[Point placement records]
---*---

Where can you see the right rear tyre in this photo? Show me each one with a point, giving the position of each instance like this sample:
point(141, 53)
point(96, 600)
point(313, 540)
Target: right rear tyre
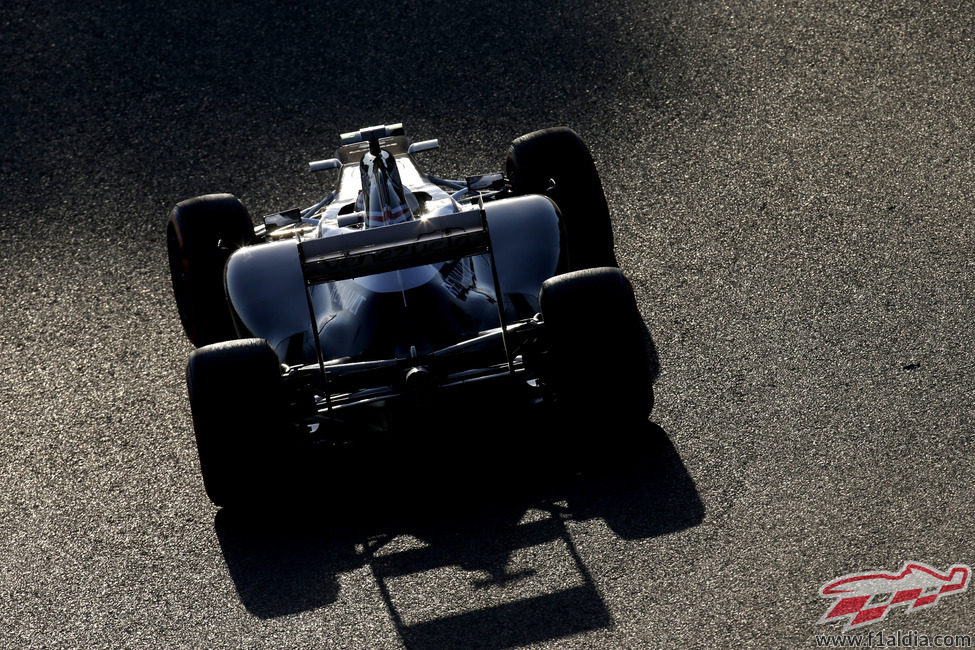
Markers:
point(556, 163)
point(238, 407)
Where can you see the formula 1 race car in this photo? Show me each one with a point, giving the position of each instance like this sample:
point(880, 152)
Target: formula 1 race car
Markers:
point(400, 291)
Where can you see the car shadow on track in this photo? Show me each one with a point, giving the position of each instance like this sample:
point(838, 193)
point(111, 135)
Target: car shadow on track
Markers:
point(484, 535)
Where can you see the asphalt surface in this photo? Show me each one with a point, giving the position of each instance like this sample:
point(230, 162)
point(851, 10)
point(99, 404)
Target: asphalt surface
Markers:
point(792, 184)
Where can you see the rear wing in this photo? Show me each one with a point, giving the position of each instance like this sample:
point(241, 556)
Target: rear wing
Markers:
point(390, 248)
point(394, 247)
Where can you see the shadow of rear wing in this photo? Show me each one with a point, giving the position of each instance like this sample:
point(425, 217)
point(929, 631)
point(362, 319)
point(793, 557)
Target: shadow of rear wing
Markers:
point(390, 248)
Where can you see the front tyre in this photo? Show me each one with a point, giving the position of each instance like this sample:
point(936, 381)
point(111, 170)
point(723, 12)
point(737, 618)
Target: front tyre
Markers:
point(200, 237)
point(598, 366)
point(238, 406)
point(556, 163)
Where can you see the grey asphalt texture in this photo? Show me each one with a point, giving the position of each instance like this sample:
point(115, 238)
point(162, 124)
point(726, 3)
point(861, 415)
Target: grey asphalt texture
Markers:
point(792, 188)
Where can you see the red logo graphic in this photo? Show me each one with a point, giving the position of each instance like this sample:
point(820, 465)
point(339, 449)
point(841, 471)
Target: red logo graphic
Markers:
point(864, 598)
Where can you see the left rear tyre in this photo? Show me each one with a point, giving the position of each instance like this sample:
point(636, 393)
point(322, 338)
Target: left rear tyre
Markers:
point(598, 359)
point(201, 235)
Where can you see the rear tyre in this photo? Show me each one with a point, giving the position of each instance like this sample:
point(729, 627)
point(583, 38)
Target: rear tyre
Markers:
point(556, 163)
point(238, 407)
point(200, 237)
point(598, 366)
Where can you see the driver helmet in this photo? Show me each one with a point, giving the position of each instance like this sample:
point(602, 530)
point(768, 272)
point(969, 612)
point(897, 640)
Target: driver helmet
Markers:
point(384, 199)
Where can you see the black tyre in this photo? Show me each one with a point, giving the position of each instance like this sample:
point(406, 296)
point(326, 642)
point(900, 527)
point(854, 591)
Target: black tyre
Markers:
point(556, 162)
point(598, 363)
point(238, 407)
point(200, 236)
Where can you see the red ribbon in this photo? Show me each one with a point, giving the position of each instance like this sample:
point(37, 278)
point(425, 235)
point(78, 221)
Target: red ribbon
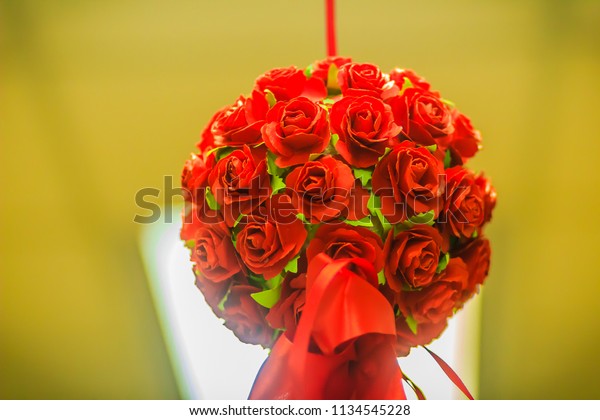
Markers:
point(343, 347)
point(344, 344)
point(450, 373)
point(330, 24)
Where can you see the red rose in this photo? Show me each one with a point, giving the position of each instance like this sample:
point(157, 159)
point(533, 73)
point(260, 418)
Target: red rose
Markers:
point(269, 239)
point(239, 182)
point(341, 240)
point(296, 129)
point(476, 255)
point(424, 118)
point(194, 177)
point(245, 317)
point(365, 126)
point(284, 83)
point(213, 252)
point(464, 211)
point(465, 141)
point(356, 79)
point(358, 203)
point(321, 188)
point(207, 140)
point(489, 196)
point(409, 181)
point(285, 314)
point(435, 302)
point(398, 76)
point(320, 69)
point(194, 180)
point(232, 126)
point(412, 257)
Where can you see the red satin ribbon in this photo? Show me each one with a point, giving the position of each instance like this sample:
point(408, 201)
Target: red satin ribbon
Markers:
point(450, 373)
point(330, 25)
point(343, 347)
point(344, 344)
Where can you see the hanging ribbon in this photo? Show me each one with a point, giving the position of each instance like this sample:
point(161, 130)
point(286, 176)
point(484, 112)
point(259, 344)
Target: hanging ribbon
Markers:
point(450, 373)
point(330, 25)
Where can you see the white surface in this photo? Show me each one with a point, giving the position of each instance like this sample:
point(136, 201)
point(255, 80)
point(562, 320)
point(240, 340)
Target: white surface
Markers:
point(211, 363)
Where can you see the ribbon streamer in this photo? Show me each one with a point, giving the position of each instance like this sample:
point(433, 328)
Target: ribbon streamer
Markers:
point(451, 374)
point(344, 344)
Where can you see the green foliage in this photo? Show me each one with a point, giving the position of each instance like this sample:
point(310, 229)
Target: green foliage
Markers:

---*---

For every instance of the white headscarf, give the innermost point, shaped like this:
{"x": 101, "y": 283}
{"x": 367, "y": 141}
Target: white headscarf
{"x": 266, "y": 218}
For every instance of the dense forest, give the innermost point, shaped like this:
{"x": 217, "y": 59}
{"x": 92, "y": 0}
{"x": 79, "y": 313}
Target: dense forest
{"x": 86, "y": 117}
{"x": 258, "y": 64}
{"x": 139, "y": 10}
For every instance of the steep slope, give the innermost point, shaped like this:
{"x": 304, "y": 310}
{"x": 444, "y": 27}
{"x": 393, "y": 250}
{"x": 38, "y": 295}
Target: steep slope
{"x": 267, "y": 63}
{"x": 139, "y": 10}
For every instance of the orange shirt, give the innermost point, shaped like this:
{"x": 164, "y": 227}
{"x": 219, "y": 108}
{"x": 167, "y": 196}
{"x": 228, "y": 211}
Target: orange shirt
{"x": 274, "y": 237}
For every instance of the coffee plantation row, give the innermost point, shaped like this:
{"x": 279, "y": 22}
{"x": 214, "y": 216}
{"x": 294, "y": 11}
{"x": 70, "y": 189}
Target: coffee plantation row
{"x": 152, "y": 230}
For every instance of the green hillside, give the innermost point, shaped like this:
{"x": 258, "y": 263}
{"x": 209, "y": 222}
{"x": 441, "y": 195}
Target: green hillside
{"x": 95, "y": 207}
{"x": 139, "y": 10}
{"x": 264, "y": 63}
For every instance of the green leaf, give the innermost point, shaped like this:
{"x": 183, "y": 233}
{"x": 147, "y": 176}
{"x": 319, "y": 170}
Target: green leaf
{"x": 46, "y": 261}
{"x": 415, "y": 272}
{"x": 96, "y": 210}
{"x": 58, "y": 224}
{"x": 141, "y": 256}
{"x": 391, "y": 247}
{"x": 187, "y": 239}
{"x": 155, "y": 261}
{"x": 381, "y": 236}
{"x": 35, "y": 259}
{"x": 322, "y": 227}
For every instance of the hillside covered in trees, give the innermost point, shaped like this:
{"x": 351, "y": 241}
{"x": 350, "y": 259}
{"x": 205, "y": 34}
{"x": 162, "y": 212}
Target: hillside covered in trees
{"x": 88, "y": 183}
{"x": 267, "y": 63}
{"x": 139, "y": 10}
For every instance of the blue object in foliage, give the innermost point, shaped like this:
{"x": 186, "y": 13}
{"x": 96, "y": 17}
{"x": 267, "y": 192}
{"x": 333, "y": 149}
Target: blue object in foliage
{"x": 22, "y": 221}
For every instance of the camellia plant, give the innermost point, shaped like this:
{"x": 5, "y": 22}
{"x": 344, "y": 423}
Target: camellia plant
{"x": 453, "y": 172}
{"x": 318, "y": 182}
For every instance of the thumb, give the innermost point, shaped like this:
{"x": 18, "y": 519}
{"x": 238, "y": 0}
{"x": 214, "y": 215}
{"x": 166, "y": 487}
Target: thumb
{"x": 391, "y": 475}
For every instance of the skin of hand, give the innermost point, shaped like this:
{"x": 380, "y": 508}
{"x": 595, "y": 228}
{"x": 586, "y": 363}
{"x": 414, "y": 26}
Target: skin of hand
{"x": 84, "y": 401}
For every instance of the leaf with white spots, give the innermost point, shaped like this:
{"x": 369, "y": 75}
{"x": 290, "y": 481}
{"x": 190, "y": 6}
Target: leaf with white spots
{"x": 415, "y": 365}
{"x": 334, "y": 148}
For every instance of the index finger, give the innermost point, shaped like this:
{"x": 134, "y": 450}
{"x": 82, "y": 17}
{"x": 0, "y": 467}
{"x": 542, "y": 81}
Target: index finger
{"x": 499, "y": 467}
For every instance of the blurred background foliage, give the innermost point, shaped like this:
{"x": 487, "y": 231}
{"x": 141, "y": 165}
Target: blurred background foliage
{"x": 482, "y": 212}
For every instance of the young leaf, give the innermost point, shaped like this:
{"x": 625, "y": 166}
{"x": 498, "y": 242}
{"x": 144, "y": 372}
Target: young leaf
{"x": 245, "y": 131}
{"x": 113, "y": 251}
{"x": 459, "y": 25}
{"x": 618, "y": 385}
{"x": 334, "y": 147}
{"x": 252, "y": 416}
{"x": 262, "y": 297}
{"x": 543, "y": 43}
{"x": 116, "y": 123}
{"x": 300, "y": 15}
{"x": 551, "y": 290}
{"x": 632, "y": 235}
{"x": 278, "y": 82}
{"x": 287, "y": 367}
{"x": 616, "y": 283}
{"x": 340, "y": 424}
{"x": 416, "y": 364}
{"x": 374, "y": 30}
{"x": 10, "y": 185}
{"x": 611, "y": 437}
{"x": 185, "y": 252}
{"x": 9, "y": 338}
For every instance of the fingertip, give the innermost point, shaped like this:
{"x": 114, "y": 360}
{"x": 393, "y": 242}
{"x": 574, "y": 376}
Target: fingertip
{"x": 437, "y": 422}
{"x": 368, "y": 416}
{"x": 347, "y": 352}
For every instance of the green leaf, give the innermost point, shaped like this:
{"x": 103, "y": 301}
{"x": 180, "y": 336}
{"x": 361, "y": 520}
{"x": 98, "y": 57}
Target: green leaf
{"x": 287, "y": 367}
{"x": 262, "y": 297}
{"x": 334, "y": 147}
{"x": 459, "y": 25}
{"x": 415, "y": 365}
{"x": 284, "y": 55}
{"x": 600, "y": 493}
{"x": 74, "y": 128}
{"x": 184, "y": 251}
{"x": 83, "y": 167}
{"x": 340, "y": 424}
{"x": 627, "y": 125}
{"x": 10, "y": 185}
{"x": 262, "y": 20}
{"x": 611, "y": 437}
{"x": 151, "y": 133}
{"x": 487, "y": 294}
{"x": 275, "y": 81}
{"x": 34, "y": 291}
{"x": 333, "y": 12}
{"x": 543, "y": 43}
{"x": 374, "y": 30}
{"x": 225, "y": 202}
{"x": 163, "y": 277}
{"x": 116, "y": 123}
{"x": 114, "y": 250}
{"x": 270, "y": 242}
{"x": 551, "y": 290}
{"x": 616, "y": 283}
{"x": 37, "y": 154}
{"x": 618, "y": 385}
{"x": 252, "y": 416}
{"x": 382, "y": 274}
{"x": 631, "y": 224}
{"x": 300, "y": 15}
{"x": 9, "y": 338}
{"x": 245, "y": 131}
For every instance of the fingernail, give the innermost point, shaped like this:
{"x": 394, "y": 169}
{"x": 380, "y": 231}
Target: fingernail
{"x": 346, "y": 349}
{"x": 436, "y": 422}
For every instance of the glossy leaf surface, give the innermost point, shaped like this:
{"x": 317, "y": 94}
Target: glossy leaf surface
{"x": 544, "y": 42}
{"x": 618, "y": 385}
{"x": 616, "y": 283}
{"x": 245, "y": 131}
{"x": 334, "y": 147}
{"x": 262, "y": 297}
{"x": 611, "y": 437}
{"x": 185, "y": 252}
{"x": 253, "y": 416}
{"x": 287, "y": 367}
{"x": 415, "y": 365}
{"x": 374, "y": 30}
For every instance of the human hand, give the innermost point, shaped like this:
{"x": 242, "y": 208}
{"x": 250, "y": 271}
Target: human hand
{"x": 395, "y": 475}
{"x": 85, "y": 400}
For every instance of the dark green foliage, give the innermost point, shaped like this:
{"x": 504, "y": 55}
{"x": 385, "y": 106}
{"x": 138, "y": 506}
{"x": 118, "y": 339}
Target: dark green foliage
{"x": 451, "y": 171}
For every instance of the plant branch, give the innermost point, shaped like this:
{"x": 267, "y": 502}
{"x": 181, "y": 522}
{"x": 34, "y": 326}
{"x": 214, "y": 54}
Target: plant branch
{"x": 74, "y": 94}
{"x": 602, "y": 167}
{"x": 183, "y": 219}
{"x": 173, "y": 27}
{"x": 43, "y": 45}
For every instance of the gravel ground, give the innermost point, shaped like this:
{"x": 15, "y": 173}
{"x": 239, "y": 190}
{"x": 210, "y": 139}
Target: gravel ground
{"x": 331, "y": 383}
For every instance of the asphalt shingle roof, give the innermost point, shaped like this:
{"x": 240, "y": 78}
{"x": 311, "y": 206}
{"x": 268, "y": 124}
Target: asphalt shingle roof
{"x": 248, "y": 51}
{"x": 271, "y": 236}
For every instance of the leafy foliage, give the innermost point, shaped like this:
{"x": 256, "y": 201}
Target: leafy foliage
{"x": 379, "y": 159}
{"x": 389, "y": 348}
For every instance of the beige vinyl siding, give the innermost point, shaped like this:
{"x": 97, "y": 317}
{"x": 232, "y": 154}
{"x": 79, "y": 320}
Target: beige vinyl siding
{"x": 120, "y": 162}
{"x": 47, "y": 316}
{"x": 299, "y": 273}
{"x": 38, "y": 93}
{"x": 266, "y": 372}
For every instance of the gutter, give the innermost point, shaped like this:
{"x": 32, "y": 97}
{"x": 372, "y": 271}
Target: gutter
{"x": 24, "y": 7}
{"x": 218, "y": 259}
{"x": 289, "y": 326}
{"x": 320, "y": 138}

---*---

# TASK BRIEF
Rewrite the rows from the line with "Where can you see the driver" to the line with "point(200, 236)", replacing "black tyre" with "rubber tyre" and leaving everything else unchanged.

# SOLUTION FOR THIS TASK
Where can you see the driver helmet in this photo? Show me each one with a point, giving the position of each instance like this sample:
point(602, 530)
point(768, 272)
point(969, 612)
point(897, 640)
Target: driver helmet
Markers:
point(384, 199)
Where can you see the rubber tyre in this photo? Show me each one with a point, giving the position of each instance like this sample:
point(406, 296)
point(326, 642)
point(900, 527)
point(854, 591)
Target: rubber tyre
Markers:
point(556, 162)
point(598, 363)
point(238, 407)
point(200, 236)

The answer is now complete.